**INFORMATION SHOWN**

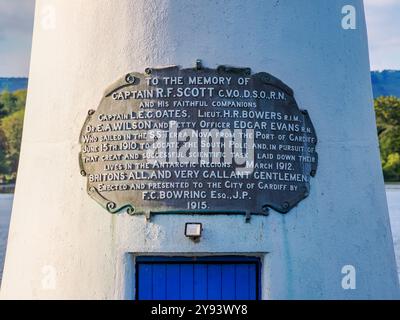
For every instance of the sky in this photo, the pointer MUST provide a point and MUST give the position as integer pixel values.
(16, 23)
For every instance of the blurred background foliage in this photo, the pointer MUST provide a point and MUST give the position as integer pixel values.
(387, 111)
(12, 108)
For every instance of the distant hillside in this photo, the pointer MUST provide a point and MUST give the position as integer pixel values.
(386, 83)
(12, 84)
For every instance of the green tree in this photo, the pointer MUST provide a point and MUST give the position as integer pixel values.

**THE TASK**
Copy the listing above word for word, line by line, and leave out the pictures.

**THE COMPLETED TASK**
For every instance of the sky in this photo, the pointer MUST provide a point and MUST give the position as integer pixel values.
(16, 23)
For every instance of the blurred background foliage in this photo, the pointer MUST provide a point and MUST give the position as integer pixel values.
(387, 111)
(12, 108)
For every instance of the distant hillside in this photo, the pointer MUST provide a point and MUST give the position as integer pixel values.
(386, 83)
(12, 84)
For every instance of the green tree in this photo, the pointer MUST provide a point and MUST give the position as integer pixel values.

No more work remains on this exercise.